Do this
Only the lines starting at the one that contains "Place one point per instance of the orange" and running to the end should be repeated, exactly as written.

Data provided
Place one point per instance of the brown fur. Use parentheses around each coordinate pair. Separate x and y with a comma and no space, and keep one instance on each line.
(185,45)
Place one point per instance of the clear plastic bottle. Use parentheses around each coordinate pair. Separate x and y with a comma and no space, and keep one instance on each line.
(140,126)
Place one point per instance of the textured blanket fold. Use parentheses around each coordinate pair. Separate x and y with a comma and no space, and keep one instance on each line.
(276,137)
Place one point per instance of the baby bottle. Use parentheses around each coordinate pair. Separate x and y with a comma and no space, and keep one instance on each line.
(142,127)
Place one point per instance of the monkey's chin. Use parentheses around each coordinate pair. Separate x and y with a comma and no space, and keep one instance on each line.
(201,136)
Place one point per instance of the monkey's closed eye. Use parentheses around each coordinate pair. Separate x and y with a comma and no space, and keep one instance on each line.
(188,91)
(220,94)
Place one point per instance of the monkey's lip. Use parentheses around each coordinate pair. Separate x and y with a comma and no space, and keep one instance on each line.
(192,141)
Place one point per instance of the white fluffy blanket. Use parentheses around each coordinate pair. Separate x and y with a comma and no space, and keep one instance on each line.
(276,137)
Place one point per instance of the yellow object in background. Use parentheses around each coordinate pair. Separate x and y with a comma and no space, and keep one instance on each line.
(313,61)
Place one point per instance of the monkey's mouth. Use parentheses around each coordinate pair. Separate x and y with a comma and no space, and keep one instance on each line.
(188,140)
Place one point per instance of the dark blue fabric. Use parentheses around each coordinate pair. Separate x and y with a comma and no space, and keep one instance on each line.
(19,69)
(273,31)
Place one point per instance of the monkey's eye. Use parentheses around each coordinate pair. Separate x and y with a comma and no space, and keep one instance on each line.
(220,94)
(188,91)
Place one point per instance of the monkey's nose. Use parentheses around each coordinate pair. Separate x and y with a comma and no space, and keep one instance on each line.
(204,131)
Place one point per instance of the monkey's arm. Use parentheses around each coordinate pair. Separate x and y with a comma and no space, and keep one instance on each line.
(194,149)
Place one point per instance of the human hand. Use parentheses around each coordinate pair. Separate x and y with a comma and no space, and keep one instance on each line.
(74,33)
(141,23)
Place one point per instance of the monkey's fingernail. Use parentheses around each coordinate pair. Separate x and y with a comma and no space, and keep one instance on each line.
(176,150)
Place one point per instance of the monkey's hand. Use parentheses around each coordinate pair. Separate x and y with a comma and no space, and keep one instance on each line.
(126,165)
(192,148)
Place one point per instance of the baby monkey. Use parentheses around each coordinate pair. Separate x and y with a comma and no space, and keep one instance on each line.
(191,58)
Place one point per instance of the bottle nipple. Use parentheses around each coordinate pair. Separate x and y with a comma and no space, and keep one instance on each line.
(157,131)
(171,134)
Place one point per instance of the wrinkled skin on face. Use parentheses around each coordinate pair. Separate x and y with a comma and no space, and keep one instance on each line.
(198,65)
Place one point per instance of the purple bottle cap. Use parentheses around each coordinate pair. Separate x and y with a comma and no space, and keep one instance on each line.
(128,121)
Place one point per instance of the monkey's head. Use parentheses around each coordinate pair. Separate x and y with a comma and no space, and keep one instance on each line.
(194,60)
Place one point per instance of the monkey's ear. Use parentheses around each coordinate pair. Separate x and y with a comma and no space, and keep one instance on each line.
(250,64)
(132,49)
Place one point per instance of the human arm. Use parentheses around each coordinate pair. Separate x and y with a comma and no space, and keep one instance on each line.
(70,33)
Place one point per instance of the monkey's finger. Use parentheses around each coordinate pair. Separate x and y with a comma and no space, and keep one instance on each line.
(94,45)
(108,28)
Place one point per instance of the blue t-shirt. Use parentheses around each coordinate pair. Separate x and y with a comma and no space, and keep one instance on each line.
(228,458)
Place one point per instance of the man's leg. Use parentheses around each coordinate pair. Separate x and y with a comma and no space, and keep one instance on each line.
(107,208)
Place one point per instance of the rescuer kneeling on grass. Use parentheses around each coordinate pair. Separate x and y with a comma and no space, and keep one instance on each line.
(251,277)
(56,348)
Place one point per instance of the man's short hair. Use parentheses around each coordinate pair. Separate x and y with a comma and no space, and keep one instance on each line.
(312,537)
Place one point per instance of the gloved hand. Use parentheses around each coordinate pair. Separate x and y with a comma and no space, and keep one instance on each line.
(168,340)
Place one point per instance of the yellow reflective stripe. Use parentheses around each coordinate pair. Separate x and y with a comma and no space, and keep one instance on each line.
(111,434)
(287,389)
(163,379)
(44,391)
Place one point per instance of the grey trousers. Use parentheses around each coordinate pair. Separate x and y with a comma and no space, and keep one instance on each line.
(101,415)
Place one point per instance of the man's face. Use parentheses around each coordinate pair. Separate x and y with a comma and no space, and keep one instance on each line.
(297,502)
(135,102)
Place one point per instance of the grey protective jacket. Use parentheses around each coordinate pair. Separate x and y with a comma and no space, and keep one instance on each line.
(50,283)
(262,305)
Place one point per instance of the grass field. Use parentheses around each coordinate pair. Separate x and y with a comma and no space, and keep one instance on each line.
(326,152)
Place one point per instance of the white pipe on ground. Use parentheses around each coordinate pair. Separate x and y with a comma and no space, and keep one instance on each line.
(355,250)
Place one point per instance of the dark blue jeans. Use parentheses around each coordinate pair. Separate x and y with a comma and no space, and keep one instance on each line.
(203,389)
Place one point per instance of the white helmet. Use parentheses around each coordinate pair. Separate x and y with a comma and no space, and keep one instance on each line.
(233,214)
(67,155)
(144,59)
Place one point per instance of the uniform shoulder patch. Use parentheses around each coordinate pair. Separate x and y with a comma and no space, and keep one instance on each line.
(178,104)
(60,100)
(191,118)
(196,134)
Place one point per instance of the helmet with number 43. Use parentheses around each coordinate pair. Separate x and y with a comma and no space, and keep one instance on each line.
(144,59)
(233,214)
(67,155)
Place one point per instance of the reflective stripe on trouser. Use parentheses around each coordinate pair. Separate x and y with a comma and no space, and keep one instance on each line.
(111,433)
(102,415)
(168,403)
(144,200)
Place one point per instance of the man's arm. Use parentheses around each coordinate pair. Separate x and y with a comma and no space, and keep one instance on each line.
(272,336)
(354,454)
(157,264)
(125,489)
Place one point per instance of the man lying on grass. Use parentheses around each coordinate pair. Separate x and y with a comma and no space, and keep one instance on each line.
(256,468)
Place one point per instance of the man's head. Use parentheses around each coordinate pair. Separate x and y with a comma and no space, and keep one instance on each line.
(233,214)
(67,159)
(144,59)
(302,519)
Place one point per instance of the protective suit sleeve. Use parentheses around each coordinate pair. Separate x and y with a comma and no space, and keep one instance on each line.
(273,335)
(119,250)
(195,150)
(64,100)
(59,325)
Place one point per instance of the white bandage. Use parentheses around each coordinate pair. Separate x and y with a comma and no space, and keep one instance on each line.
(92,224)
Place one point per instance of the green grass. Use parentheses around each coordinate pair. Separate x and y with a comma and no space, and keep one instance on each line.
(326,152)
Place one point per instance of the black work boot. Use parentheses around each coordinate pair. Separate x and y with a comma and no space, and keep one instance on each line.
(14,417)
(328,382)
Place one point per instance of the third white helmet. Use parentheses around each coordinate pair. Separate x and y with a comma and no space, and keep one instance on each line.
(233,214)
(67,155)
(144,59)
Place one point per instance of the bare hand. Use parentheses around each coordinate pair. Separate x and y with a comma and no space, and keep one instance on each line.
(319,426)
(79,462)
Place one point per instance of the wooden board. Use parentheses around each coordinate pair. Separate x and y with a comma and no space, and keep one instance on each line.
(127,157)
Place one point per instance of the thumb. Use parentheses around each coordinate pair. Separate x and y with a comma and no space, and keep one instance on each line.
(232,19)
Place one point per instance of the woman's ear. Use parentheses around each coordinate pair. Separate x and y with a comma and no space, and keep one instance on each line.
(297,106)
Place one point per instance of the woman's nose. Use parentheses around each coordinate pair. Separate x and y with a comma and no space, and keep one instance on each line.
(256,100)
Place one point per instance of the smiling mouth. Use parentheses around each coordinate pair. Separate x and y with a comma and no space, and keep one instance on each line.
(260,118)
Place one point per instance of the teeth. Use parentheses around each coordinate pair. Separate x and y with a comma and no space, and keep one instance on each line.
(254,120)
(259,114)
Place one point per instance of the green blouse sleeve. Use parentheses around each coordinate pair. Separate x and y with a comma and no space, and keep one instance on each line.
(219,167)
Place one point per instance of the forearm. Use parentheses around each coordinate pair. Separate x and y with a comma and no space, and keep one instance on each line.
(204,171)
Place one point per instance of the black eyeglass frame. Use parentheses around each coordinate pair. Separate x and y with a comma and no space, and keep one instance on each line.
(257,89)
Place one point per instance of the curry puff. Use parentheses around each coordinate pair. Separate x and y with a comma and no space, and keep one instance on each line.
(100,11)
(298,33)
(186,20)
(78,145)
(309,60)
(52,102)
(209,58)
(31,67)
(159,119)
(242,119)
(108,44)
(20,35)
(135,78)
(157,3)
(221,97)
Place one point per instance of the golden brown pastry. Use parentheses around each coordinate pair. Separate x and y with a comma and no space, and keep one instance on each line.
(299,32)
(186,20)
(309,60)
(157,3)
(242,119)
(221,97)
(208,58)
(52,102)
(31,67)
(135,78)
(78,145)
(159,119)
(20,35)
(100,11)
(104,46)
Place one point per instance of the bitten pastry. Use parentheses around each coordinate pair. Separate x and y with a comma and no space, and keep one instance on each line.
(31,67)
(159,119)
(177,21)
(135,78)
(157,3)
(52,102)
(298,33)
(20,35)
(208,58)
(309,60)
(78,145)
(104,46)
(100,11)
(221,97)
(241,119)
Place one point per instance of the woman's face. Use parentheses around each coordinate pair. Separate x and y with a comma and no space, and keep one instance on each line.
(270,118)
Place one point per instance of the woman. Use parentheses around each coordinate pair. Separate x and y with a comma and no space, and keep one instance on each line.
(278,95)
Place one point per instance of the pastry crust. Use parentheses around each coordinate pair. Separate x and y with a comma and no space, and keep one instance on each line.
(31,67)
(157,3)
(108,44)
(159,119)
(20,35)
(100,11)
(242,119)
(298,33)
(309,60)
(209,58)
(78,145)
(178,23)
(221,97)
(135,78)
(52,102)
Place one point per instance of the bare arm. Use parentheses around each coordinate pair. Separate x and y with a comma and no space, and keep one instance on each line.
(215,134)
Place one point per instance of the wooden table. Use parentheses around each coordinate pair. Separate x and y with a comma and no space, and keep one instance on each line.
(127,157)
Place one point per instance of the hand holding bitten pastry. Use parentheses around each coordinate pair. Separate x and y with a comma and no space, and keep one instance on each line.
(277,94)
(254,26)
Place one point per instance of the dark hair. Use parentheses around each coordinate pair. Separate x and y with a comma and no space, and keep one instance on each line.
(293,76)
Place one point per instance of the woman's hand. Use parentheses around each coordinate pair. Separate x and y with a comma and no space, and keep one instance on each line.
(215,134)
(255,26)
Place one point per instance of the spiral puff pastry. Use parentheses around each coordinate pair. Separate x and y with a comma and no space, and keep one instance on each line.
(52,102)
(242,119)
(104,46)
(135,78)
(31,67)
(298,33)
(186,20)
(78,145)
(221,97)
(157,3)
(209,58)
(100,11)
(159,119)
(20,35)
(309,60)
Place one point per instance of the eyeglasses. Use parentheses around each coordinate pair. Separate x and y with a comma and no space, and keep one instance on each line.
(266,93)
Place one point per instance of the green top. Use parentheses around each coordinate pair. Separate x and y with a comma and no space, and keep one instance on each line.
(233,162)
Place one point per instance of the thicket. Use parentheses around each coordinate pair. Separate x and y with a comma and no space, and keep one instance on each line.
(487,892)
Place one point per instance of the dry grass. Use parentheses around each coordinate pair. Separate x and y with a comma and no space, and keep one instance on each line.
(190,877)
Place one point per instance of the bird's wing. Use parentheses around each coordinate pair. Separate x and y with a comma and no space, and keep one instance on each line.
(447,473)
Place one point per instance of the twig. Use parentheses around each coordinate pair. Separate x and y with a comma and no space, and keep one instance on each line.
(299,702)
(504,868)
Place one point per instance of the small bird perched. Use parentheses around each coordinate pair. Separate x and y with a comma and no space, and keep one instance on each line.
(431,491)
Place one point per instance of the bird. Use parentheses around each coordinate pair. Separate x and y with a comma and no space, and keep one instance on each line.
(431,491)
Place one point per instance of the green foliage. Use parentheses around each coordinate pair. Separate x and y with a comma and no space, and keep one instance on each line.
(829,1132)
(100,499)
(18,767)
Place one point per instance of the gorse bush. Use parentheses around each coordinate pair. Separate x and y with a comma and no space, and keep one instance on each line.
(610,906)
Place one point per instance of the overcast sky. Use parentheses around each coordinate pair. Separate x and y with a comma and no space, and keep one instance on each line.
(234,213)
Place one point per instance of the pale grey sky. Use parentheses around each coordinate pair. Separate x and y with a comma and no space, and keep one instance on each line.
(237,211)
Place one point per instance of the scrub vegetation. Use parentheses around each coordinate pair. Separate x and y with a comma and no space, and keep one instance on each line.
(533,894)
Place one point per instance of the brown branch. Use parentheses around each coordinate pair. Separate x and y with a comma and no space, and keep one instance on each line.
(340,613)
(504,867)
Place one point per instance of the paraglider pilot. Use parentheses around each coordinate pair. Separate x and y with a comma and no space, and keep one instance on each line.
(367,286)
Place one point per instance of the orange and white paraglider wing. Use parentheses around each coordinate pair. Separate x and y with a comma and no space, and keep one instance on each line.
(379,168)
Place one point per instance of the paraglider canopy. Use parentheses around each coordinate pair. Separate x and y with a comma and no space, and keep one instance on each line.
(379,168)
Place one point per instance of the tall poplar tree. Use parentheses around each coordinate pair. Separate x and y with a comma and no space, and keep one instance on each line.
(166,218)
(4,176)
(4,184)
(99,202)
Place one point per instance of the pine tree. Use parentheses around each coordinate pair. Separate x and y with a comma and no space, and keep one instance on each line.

Solved problem
Place one point per instance of the orange and white paraglider wing. Use parentheses around each coordinate pair. Separate x and y with a comma and no space, and keep one instance on each line.
(379,168)
Place one point per instance of the paraglider canopy. Use parentheses around each coordinate pair. Separate x and y with a comma and no space, and keep one instance on each line.
(379,168)
Place one point per instance of the tall poplar tree. Use parentheses around each coordinate pair. Separate x and y with a comma and no space, and keep one instance on each line.
(166,218)
(4,176)
(4,184)
(99,202)
Place one point per instance of the pine tree. Use parentheses around each coordinate pair. Separate x and y with a comma and no space, and keep one instance on each line.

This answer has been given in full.